# Brief
Skip the pictures. Output only the lines below starting at the line with "Rules: place one point on every instance of the donut." and ending at the line with "Category: fence post", both ends included, exactly as they are.

# Exercise materials
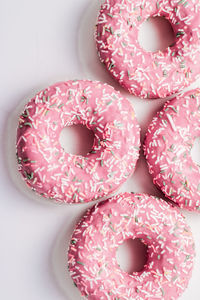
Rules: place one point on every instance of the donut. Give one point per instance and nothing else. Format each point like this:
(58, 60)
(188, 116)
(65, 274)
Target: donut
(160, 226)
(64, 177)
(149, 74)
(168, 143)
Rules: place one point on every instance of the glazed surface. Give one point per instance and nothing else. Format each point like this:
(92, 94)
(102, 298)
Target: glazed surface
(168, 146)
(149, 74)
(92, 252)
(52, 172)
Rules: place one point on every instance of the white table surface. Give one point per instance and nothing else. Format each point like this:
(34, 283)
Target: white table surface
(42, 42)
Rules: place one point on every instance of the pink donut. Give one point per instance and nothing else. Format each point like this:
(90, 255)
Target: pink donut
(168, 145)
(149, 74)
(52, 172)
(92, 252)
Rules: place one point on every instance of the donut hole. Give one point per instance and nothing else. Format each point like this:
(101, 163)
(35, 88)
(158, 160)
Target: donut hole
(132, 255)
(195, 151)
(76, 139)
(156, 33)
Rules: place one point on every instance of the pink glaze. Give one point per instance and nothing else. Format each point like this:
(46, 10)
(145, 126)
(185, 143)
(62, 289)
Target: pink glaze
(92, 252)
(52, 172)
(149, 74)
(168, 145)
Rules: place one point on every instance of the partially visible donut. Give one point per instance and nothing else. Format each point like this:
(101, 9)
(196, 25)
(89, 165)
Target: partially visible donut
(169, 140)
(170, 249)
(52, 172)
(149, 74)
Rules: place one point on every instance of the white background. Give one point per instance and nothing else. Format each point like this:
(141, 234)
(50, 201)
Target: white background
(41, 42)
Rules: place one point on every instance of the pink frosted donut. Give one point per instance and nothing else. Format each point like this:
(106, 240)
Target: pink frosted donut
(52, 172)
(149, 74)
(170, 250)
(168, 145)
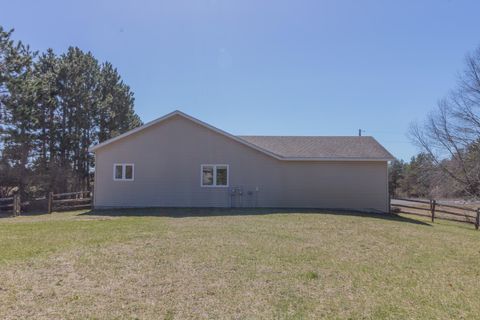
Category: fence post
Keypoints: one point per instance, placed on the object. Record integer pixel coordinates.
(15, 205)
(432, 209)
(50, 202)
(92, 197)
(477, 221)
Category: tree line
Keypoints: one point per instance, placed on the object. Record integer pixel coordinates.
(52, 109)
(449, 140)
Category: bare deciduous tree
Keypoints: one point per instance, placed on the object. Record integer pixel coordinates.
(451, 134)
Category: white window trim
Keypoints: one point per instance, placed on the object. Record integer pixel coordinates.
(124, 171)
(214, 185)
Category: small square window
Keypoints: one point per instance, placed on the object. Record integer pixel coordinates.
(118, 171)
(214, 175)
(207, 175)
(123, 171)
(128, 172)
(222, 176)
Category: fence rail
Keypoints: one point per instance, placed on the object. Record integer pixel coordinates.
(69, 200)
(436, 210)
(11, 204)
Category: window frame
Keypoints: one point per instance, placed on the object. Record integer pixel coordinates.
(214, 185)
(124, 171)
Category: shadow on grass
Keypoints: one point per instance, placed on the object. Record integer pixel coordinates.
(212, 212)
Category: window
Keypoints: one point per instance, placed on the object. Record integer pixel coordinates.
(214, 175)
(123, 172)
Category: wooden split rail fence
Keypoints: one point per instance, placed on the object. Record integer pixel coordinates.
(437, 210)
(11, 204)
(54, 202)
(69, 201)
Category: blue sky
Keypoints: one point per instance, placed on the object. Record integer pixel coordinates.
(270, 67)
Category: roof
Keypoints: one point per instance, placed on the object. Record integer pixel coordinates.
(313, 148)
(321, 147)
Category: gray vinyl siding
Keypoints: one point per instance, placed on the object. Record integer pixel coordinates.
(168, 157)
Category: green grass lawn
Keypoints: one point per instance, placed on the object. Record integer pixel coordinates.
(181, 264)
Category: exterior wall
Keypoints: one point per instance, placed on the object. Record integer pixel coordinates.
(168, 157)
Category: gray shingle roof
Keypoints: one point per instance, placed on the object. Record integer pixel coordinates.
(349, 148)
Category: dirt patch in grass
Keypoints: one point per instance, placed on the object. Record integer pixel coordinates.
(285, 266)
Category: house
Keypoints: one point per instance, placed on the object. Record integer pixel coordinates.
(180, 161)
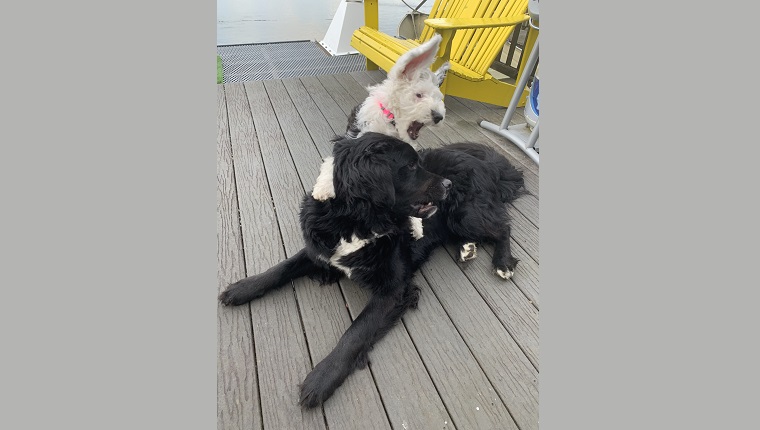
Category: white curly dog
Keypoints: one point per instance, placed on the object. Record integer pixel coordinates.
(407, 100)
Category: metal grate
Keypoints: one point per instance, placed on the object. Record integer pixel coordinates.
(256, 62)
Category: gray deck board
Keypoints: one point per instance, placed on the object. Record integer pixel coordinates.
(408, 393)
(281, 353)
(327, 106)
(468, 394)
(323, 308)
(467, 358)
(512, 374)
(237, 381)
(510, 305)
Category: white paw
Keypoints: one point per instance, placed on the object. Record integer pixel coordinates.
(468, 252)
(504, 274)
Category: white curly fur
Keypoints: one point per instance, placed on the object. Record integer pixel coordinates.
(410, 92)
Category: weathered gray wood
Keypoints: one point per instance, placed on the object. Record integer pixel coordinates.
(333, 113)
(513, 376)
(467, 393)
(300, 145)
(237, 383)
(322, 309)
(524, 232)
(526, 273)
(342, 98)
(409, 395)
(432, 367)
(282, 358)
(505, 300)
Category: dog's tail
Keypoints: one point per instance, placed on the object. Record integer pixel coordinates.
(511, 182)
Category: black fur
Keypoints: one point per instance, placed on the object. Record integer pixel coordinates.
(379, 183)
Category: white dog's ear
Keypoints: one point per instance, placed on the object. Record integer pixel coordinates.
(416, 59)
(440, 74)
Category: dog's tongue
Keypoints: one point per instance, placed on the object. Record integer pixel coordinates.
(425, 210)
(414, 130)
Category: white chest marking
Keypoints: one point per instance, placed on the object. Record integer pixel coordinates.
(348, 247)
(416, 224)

--

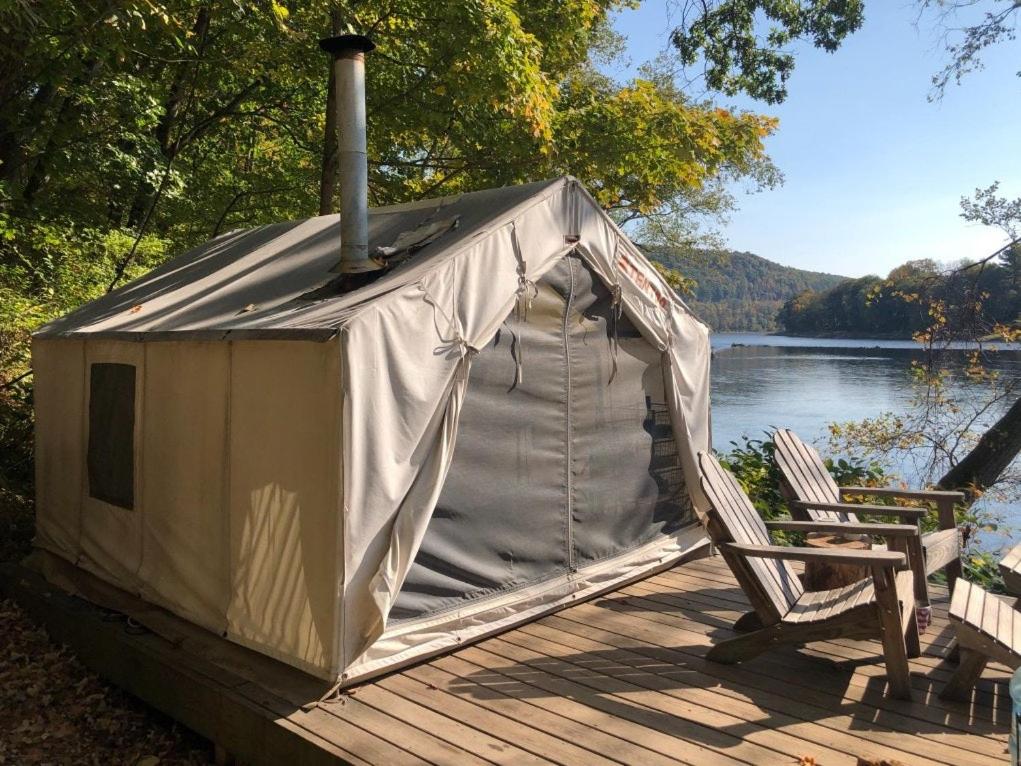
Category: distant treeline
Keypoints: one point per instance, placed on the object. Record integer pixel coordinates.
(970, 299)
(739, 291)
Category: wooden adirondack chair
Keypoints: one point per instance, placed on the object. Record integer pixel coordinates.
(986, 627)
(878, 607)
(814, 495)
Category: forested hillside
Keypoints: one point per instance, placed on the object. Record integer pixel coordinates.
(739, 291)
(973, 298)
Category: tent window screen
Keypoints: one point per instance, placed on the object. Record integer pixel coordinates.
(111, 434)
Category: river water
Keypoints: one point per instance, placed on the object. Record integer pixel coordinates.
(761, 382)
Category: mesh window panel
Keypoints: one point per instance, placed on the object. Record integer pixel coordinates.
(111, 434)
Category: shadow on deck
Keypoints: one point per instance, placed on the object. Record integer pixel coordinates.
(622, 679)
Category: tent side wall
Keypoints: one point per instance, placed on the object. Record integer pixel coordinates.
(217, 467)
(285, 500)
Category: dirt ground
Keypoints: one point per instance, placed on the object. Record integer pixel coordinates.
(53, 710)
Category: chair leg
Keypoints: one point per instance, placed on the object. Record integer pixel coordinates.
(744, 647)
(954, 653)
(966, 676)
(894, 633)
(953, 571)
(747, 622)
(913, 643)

* * *

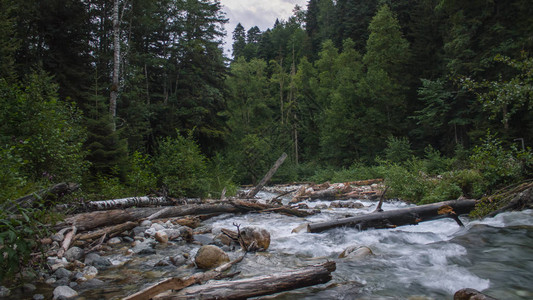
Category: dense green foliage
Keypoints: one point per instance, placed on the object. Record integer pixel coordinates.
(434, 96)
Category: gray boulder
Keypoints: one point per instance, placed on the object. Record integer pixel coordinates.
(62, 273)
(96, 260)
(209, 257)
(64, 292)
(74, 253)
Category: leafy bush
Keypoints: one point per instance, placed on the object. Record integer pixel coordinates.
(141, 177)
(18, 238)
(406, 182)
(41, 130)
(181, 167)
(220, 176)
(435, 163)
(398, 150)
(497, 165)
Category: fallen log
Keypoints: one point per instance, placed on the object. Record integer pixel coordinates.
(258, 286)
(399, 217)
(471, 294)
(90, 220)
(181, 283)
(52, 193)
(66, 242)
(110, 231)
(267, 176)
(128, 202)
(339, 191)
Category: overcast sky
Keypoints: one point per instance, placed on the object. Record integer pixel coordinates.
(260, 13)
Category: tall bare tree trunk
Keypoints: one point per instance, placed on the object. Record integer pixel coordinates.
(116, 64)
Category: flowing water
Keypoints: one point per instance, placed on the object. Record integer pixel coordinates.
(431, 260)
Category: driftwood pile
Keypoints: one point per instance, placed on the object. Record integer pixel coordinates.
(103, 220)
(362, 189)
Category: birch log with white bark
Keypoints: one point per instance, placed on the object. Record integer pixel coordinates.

# Result of this exercise
Rules: place one point on every instance of the donut. Give one point per instance and nothing else. Format each point like this:
(58, 60)
(188, 116)
(65, 274)
Target: donut
(160, 226)
(64, 177)
(149, 74)
(168, 143)
Rules: place one point on every instance of the glazed surface. Give one point per instance and nothing else. Format each point like this:
(92, 94)
(102, 298)
Target: glazed surface
(168, 146)
(149, 74)
(92, 252)
(52, 172)
Rules: place one point on every instance of the white table surface. Give one point per instance and nothing else. Format each point like this:
(34, 283)
Target: white table surface
(42, 42)
Rules: place one point on every instance of the pink donut. Give one point per instance and nothing else. Format each point like this:
(90, 255)
Target: pink donut
(168, 145)
(149, 74)
(52, 172)
(92, 252)
Rules: place one point on every instance of the donut hole. Give one point per instance and nothing else. Format each point like this:
(101, 163)
(35, 88)
(158, 160)
Target: donut hole
(132, 255)
(195, 151)
(76, 139)
(156, 33)
Rules: place one point on every instance of the pink glaze. Give one point per instance and nothing else. Format each point like this:
(46, 10)
(145, 126)
(185, 143)
(62, 289)
Target: pink glaze
(92, 252)
(52, 172)
(149, 74)
(168, 145)
Rules: place one point on every instance of the partially visible donut. Give one point per instance and nothing else. Format each point like this:
(101, 9)
(196, 25)
(89, 165)
Target: partially visible donut
(169, 140)
(170, 249)
(52, 172)
(149, 74)
Rules: place one point on every instance of the white background. Give one point per instance and nothing else. Format each point like this:
(141, 234)
(50, 201)
Target: white background
(41, 42)
Rules: place one point on every instance of the pink frosted donut. Give one point per instance and nothing else. Format each point like this:
(106, 240)
Target: pink frosted donut
(52, 172)
(149, 74)
(170, 250)
(168, 145)
Category: fence post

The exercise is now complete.